> **Document excerpt**:
- Opening Delimiter -
Tuesday, July 31, 2012

The Need for Overlapping Interventions: Just One Won't Do It

Looking through the MRI
In a prior posting, the Disease Management Care Blog was reminded that the U.S. health care system  is exceptionally complex and non-linear. Thanks to its many overlapping, contradictory, shifting and often non-medical inputs, it defies the simple logic of a single-cause-leading-to-a-single-effect. If economics is the dismal science, health care economics is its dubious spawn.

However, that doesn't mean that multiple coordinated inputs combined with some good luck won't push the health care weather vane in the right direction. For the latest example of this fundamental truism, check out David Lee and Frank Levy's Health Affairs article The Sharp Slowdown In Growth Of Medical Imaging: An Early Analysis Suggests Combination Of Policies Was The Cause.

By way of background, medical imaging has been a high profile issue for policy makers and a headache for insurers because, until recently, the rate of costly "high dollar" imaging studies has been growing much faster than other medical costs.  It has been blamed as one technology-laden driver of health care inflation.  In the meantime, physicians have pointed to a variety of causes (and, by the way, left others unmentioned).  

In this study, the authors examined 10 years' worth of insurance claims for advanced imaging MRI and CAT scans from two multi-state commercial insurance plans and another smaller single state plan.  These data were then pooled with a 5% national random sample of imaging claims from Medicare beneficiaries.  The authors also interviewed radiologists, health administrators, radiology benefit managers and physician recruiters.

The results?  From 2000 through 2005, CT scans grew at a whopping rate of 14.3% but then slowed to 1.4%. MRI slowed in the same periods from 14% to 2.6%. At the same time, starting salaries for radiology specialist physicians significantly declined.
 
What happened?  According to the authors:

1. An industry sprung up.  In another example of the adage that "need is the mother of invention," companies that prior authorize imaging studies for medical necessity (for example) were hired by many commercial insurers.  They had an impact.

2. Skin in the game. Deductibles, co-insurance and co-pays made consumers think twice about agreeing to a study that was going to result in some out-of-pocket spending.

3. Unilaterally imposed fee reductions. Medicare cut the amount it paid for CAT and MRI studies performed in freestanding centers and physicians' offices. Hospitals were left untouched.

4. Glow in the dark.  Media reports on the amount of radiation prompted patients to worry about the long term impact of all those x-rays.

In other words, there was no single lever. Instead, the reduction of high utilization of pricey imaging was due to the confluence of at least four mutually reinforcing trends.

As further evidence of the overlapping trends that extended beyond simple cause-and-effect, Medicare never relied on prior authorization, didn't alter the out of pocket testing expenses for beneficiaries and left the payments for hospital-based imaging untouched. Yet Medicare saw an across-the-board reduction. MRIs don't involve ionizing radiation (they use relatively harmless magnets), but their overall rate went down in concert with CAT scans..

This has important implications for other laudable policy targets.  Based on this experience, waiving out of pocket costs alone are unlikely to increase the use of preventive health care services. Simply paying for the medical home may not make that big a difference.  Quoting the DMCB may not be enough to convince your skeptical friends.  So on and so on.

The obvious implication for the population health management service companies is that if they're going to have a significant impact, the likelihood of a successful outcome is far greater if it is implemented concurrently with other supportive interventions.
- Closing Delimiter -
> **Tasks for this exercise**:
1/ According to the blog post on medical imaging, at what rate did CT scans grow from 2000 through 2005?
2/ Say whether each statement agrees with the blog post on medical imaging: (a) Medicare relied on prior authorization for imaging studies. (b) Medicare's fee reductions applied to hospitals. (c) The authors interviewed radiology benefit managers.
The entries that come next play no part in this work.

> **Data supplied**:
- Opening Delimiter -
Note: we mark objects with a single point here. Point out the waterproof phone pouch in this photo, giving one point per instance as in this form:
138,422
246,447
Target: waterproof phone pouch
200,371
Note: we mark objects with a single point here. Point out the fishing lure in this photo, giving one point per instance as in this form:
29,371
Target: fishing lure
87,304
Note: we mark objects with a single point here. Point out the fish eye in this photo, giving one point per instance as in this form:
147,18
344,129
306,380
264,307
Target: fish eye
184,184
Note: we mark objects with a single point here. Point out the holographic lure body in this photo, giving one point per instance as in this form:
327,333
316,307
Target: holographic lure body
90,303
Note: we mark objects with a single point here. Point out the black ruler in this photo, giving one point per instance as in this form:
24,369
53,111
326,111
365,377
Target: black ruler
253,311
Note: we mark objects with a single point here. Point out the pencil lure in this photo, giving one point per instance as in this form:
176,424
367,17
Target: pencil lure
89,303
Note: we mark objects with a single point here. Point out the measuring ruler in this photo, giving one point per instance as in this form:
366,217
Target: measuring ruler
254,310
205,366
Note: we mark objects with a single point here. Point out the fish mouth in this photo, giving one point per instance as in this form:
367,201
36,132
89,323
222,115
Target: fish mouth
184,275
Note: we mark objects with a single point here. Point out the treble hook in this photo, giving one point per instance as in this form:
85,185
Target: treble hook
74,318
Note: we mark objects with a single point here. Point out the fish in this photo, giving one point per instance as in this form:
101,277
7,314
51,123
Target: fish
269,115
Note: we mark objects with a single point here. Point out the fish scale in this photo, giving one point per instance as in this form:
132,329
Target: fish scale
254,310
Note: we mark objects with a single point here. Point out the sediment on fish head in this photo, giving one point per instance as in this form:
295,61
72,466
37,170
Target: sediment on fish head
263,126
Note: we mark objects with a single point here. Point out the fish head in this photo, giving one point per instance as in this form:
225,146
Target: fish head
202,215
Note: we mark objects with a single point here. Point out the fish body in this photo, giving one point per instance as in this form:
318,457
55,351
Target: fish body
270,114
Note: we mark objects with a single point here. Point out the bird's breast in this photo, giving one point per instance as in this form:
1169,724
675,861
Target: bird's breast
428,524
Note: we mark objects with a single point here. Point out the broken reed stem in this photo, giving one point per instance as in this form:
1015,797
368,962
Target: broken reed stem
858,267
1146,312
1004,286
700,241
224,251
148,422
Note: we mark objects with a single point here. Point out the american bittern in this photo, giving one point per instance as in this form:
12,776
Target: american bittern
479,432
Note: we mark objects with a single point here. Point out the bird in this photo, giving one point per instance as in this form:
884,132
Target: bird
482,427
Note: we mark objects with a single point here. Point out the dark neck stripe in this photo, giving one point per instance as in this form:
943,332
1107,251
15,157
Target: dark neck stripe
- Closing Delimiter -
> **Results for the exercise**:
1/ CT scans grew at a rate of 14.3%.

2/
(a) No: "Medicare never relied on prior authorization"
(b) No: "Hospitals were left untouched."
(c) Yes: "The authors also interviewed radiologists, health administrators, radiology benefit managers and physician recruiters."